#### [Text for analysis]
* * * * * * * * *

- Born: 13 July 1864 Venice, Austrian Empire
- Died: 13 February 1946 (aged 81) Milan, Italy
- Occupations: Writer, Translator, Teacher
- Relatives: Emilia Errera, Carlo Errera, Anna Errera

= Rosa Errera =

Italian writer (1864–1946)

Rosa Errera (13 July 1864 – 13 February 1946) was an Italian writer, translator, and teacher. Her most well known work, published in 1921, was about the poet Dante Alighieri.

== Biography ==

Errera was born in Venice on July 13, 1864 to Cesare, a Jew of Spanish origin, and to Luigia Fano, from Mantua, Italy. Her father was a stockbroker who moved the family from Venice to Trieste after a serious financial downturn. After his death, the remaining family returned to Venice to live in the home of a paternal uncle who, despite having five children of his own, took in Rosa and her three siblings, Emilia (1866–1901), Carlo (1867-1936), and Anna Errera (1870-1940).

After completing her high school studies in Venice, Errera settled in Florence, where she attended the Higher Institute of Magisterium under the guidance of an influential teacher Enrico Nencioni, who had taught Italian literature there since 1884 and who was highly regarded as an interpreter of English writers.

=== Teacher ===
From 1884 to 1889, Errera taught Italian letters to students in lower secondary schools in Florence. Subsequently, she won a competition for high school students and moved to Milan, where from 1892 she was able to attend the normal school Gaetana Agnesi. Over the next two years, her writings appeared in Il Piccolo Italiano, a Milanese weekly magazine edited by Aurelio Stoppoloni which proposed to "educate children by delighting them," but also urged them to live the "Italian spirit."

Meanwhile, while still teaching, she started pursuing writing for children and young readers with particular attention to the ideals of homeland, family and humanity, which were receiving increasing attention in Italy at the time. She would continue teaching until about 1912.

=== Writer ===
In 1891 Errera published her first books. Many were anthologies curated for middle and high school students, and some were readers for elementary students, including La Villanti Family (Milan 1896). According to Paesano, her fictional works were written to replace "the spells of the fairy tale with the realism of family affections and domestic care."

* * * * * * * * *

#### [Data under study]
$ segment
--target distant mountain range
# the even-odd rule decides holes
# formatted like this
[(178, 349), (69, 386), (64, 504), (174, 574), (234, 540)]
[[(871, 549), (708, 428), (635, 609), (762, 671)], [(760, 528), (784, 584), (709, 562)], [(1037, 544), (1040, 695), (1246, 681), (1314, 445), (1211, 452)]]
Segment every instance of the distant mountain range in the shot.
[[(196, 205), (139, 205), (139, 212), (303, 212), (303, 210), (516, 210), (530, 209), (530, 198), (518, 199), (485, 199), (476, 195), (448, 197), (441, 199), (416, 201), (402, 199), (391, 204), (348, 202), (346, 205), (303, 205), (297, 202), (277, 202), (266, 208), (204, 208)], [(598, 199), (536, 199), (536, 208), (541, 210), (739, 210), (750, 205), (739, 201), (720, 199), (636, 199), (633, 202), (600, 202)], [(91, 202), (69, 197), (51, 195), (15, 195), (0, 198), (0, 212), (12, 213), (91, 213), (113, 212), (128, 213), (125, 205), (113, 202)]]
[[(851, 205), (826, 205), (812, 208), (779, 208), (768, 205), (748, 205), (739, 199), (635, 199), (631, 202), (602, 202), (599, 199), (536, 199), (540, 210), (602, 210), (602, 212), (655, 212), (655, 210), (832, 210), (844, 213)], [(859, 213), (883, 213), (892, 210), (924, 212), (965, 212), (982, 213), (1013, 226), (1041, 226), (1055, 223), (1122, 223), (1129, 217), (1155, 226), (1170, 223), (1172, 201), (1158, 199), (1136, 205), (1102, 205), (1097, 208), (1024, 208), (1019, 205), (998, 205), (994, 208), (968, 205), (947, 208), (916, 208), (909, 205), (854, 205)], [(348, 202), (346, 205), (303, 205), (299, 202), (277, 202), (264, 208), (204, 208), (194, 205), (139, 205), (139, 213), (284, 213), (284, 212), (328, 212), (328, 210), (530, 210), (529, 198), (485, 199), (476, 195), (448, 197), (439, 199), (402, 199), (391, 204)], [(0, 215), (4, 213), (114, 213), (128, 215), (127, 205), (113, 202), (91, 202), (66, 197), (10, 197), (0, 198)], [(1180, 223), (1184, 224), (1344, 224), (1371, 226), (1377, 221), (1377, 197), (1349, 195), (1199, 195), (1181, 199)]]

* * * * * * * * *

#### [Required work]
a - In the Rosa Errera biography, write out the passage between "Italian writer (1864–1946)" and "Anna Errera (1870-1940).", inclusive, swapping "Venice" for "Padua".
b - According to the Rosa Errera biography, who edited the Milanese weekly magazine Il Piccolo Italiano?

#### [Answers for each item]
a -
Italian writer (1864–1946)

Rosa Errera (13 July 1864 – 13 February 1946) was an Italian writer, translator, and teacher. Her most well known work, published in 1921, was about the poet Dante Alighieri.

== Biography ==

Errera was born in Padua on July 13, 1864 to Cesare, a Jew of Spanish origin, and to Luigia Fano, from Mantua, Italy. Her father was a stockbroker who moved the family from Padua to Trieste after a serious financial downturn. After his death, the remaining family returned to Padua to live in the home of a paternal uncle who, despite having five children of his own, took in Rosa and her three siblings, Emilia (1866–1901), Carlo (1867-1936), and Anna Errera (1870-1940).

b - Aurelio Stoppoloni